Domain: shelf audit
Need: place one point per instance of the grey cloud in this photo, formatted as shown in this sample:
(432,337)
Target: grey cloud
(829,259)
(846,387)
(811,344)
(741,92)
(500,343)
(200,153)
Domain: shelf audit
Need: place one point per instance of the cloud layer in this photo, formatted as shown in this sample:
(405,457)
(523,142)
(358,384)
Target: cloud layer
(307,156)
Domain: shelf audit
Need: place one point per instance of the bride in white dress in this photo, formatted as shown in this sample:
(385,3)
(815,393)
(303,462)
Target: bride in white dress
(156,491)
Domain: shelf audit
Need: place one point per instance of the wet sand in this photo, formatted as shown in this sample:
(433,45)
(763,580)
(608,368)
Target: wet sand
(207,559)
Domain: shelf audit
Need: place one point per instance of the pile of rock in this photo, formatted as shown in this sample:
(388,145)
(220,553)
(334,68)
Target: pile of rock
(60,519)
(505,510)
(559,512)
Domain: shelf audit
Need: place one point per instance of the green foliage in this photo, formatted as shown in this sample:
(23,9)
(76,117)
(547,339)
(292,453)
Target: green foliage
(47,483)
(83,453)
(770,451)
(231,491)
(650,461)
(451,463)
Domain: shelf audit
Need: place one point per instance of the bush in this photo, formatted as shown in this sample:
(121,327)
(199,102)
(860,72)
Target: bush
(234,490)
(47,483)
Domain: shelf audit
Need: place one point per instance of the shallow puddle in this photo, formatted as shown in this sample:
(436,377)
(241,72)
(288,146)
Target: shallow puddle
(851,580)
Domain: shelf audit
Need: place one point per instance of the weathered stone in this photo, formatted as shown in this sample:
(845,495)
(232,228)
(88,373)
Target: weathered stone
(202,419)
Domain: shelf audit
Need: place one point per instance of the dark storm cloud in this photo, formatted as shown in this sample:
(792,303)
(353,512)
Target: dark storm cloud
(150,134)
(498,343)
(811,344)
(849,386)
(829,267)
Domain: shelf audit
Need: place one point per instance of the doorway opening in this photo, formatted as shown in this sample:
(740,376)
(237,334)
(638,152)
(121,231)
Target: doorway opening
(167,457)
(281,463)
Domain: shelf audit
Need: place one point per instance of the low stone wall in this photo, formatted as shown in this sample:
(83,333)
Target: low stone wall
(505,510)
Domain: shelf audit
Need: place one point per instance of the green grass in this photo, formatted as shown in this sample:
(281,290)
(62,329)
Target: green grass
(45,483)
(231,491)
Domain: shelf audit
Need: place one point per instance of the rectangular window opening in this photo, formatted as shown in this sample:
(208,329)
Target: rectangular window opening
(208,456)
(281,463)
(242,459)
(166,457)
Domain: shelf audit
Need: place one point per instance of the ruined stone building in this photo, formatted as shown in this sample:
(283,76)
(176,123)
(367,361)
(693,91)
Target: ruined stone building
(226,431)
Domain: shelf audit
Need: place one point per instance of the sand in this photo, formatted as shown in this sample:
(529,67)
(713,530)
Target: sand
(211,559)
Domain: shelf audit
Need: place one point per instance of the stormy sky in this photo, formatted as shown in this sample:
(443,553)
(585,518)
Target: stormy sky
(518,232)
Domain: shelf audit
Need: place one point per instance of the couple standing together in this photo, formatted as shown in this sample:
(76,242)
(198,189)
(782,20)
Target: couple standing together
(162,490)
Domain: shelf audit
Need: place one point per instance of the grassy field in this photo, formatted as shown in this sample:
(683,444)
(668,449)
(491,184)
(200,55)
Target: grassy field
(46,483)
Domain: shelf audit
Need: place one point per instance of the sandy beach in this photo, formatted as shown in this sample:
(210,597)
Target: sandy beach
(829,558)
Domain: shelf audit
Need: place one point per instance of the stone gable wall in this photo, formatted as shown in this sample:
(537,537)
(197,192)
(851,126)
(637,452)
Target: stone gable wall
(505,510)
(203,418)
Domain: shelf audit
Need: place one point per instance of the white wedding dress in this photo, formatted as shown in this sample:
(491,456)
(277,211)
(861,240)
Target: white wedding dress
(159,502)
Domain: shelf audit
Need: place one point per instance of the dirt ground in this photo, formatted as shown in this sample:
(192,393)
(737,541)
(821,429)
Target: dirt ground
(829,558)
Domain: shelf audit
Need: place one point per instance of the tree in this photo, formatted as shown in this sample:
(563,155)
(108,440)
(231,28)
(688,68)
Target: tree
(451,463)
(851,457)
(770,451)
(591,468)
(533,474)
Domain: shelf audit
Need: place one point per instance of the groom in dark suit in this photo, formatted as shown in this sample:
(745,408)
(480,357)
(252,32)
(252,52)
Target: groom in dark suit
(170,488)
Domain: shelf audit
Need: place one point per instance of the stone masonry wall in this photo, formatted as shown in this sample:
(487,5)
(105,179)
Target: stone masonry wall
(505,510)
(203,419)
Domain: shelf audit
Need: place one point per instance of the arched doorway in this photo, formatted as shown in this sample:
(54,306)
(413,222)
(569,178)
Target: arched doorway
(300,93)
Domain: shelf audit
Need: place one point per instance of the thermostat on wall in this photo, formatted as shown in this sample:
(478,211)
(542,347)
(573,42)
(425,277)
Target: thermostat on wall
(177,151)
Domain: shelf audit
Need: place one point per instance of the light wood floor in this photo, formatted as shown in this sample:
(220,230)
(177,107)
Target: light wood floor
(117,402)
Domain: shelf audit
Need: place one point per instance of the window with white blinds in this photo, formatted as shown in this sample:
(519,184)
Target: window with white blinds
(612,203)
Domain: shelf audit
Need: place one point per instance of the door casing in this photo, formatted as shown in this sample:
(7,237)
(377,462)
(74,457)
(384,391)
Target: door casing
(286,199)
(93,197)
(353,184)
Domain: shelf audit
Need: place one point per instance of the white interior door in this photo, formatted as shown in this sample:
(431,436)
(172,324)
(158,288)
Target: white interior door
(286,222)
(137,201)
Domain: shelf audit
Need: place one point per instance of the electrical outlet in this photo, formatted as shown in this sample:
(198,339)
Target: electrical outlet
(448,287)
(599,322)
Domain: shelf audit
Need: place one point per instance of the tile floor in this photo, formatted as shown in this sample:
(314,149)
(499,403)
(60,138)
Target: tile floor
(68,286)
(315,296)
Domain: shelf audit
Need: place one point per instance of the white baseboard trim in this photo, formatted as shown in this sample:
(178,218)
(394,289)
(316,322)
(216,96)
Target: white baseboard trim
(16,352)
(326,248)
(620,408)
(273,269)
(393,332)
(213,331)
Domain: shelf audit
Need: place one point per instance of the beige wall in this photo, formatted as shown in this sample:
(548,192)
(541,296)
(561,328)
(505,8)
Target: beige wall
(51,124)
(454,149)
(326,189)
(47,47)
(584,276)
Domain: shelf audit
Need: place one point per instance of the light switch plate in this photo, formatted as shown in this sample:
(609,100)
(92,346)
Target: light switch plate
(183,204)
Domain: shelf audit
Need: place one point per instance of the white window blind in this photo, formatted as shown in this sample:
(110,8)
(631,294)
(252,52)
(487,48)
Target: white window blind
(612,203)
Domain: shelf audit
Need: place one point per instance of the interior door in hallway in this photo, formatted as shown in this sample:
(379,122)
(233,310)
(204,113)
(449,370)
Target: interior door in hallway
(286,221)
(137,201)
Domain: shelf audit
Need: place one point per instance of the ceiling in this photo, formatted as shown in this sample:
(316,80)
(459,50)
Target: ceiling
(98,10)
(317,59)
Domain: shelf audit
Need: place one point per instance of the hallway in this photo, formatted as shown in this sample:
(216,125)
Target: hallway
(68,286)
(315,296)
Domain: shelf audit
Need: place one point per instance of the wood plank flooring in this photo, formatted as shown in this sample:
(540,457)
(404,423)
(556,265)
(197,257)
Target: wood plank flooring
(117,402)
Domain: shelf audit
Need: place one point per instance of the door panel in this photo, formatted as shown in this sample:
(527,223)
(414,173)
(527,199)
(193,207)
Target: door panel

→ **INSTRUCTION**
Output an exact copy of each record.

→ **ANSWER FOR THE TASK**
Domain: shelf audit
Need: place one point per instance of the grey cloud in this photo, formatted as shown in this sample:
(432,337)
Target: grey cloud
(829,259)
(846,387)
(811,344)
(741,92)
(500,343)
(200,153)
Domain: shelf audit
Need: place one point per instance of the cloud layer in this photo, formatted as shown in this sample:
(405,457)
(523,142)
(358,384)
Target: cloud layer
(307,156)
Domain: shelf audit
Need: place one point per instance of the bride in white dress in this photo, formatted as shown in this sample:
(385,3)
(815,393)
(303,462)
Target: bride in white dress
(156,491)
Domain: shelf audit
Need: place one point per instance of the wet sand in this photo, formatted as shown in this sample:
(433,45)
(763,580)
(608,368)
Target: wet sand
(207,559)
Domain: shelf audit
Need: place one point per instance of the pile of rock in this photo, formatted as shown in this sample:
(388,145)
(220,553)
(334,68)
Target: pile of rock
(60,519)
(505,510)
(559,512)
Domain: shelf audit
Need: place one point per instance of the green foliage in this photo, formatted as shown in this sample:
(23,9)
(76,117)
(547,339)
(292,453)
Target: green foliage
(47,483)
(83,453)
(770,451)
(231,491)
(650,461)
(451,463)
Domain: shelf audit
Need: place one point per instance of the bush in this photo, formatted as shown in this sample:
(121,327)
(199,102)
(860,72)
Target: bush
(234,490)
(47,483)
Domain: shelf audit
Need: place one point per instance of the shallow puddle in this photo, formatted as shown in this sample:
(436,377)
(241,72)
(288,146)
Target: shallow puddle
(851,580)
Domain: shelf audit
Need: place one point per instance of the weathered stone in this photo, formatted as shown in this sample:
(845,495)
(232,228)
(88,373)
Target: weathered stone
(202,419)
Domain: shelf audit
Need: place one point per instance of the dark storm cloud in this photo, formatted as shown in this sample:
(792,303)
(353,512)
Target: dark storm cloud
(150,134)
(498,343)
(811,344)
(849,386)
(829,267)
Domain: shelf audit
Need: place one point per instance of the doorway opening in this photo, formatted as shown in this sample:
(740,376)
(237,334)
(638,152)
(121,231)
Target: doorway opening
(167,457)
(281,463)
Domain: shelf audit
Need: place one point per instance of the low stone wall in this photo, formatted as shown in this sample:
(83,333)
Target: low stone wall
(505,510)
Domain: shelf audit
Need: place one point per instance of the green grass in this photo, formatted as shown in this sample:
(281,290)
(62,329)
Target: green grass
(45,483)
(231,491)
Domain: shelf audit
Need: place one point per instance of the rectangular window opening in this photo, formatted as shown in this sample:
(208,329)
Target: rectangular window opening
(208,456)
(281,463)
(242,459)
(166,457)
Domain: shelf audit
Need: place one point per instance of the ruined stone building in this photo, formatted as shown in this sample:
(283,76)
(176,123)
(367,361)
(693,91)
Target: ruined stone building
(226,431)
Domain: shelf audit
Need: place one point per instance of the sand in this photo, formatted as shown in this sample:
(529,67)
(713,530)
Target: sand
(211,559)
Domain: shelf audit
Need: place one point per instance of the stormy sky in this photo, formatted as shown in this sample:
(443,553)
(585,518)
Target: stormy sky
(518,232)
Domain: shelf audit
Need: place one point per instance of the couple standing together in this photo, formatted as shown in this sample:
(76,242)
(198,189)
(782,20)
Target: couple standing together
(162,490)
Domain: shelf audit
Need: place one point per instance of the grassy field in this photo, formatted as shown in this sample:
(683,444)
(668,449)
(491,184)
(200,55)
Target: grassy field
(46,483)
Domain: shelf audit
Need: place one point per instance of the sandy beach in this photo, formatted as shown in this sample:
(210,597)
Target: sandy beach
(829,558)
Domain: shelf audit
Need: place one point per instance of the stone gable wall in this photo, formatted as shown in this sample:
(537,537)
(197,192)
(851,126)
(637,452)
Target: stone gable wall
(505,510)
(203,418)
Domain: shelf audit
Need: place one point per instance of the white wedding dress in this photo, formatted as shown in this sample:
(491,456)
(277,211)
(861,240)
Target: white wedding dress
(159,502)
Domain: shelf audit
Need: place one point per instance of the dirt ground in this photo, formatted as shown in this sample:
(192,393)
(737,541)
(821,429)
Target: dirt ground
(829,558)
Domain: shelf audit
Need: place one point per instance of the tree in this photo, formatted as shown in this sample:
(563,155)
(108,440)
(231,28)
(688,68)
Target: tree
(451,463)
(851,457)
(770,451)
(591,468)
(533,474)
Domain: shelf audit
Need: place one point per instance of the groom in dark suit in this photo, formatted as shown in this sample:
(745,408)
(480,357)
(252,32)
(252,52)
Target: groom in dark suit
(170,488)
Domain: shelf audit
Need: place one point per instance of the stone masonry wall in this photo, formatted as shown in this sample:
(487,5)
(105,179)
Target: stone masonry wall
(505,510)
(203,419)
Domain: shelf audit
Need: place one point per instance of the arched doorway in this photo, formatted as shown in this sample:
(54,306)
(413,222)
(569,178)
Target: arched doorway
(300,93)
Domain: shelf audit
Need: place one point per instance of the thermostat on wall in this photo, formatted as shown in this sample:
(478,211)
(542,347)
(573,42)
(425,277)
Target: thermostat on wall
(177,151)
Domain: shelf audit
Need: place one point per instance of the light wood floor in this photo, formatted as shown in this sample:
(220,230)
(177,107)
Target: light wood floor
(117,402)
Domain: shelf audit
Need: place one point per instance of the window with white blinds in this photo, formatted as shown in this sample:
(519,184)
Target: window with white blinds
(612,203)
Domain: shelf audit
Need: place one point per instance of the door casing in this photo, formatted as shown in this sample:
(7,237)
(377,462)
(74,457)
(384,391)
Target: door casing
(286,199)
(93,197)
(353,184)
Domain: shelf audit
Need: place one point per instance of the white interior door in this photo, formatted as shown in this sample:
(431,436)
(172,324)
(158,288)
Target: white interior door
(286,222)
(137,201)
Domain: shelf audit
Need: place one point per instance of the electrical outlet in this photo, formatted as shown in this sample:
(198,339)
Target: electrical outlet
(448,287)
(599,322)
Domain: shelf audit
Need: place one point per instance of the tile floor in this photo, formatted as shown in this sample:
(314,149)
(499,403)
(60,138)
Target: tile floor
(68,286)
(315,296)
Domain: shelf audit
Need: place one point per instance of the white baseboard trim in this photo, formatted as shown in this sample:
(178,218)
(394,289)
(316,322)
(216,96)
Target: white baseboard trim
(16,352)
(326,248)
(620,408)
(273,269)
(393,332)
(213,331)
Domain: shelf audit
Need: place one point per instance of the beige wall in this photo, formatted as shown in this sample:
(548,192)
(541,296)
(561,328)
(505,8)
Target: beige wall
(51,124)
(454,149)
(326,189)
(47,47)
(584,276)
Domain: shelf audit
Need: place one point per instance of the light switch plate in this photo, formatted as shown in this sample:
(609,100)
(92,346)
Target: light switch plate
(183,204)
Domain: shelf audit
Need: place one point per instance of the white window blind in this photo, formatted as shown in this sample:
(110,8)
(631,294)
(252,52)
(487,48)
Target: white window blind
(612,203)
Domain: shelf audit
Need: place one point per instance of the interior door in hallway in this photo, formatted as shown in this sample:
(379,122)
(233,310)
(204,113)
(449,370)
Target: interior door in hallway
(286,221)
(137,201)
Domain: shelf audit
Need: place one point per instance of the ceiling in this photo, formatted as shown in this sample:
(316,80)
(459,50)
Target: ceiling
(98,10)
(317,59)
Domain: shelf audit
Need: place one point per instance of the hallway in this photo, formatted as shown in this sample:
(216,125)
Target: hallway
(68,286)
(315,296)
Domain: shelf audit
Need: place one point per instance of the wood plank flooring in this photo, formatted as shown in this sample:
(540,457)
(404,423)
(556,265)
(197,257)
Target: wood plank flooring
(117,402)
Domain: shelf audit
Need: place one point per instance of the door panel in this photo, formatted as shown in this sample:
(527,223)
(414,173)
(527,199)
(193,207)
Target: door panel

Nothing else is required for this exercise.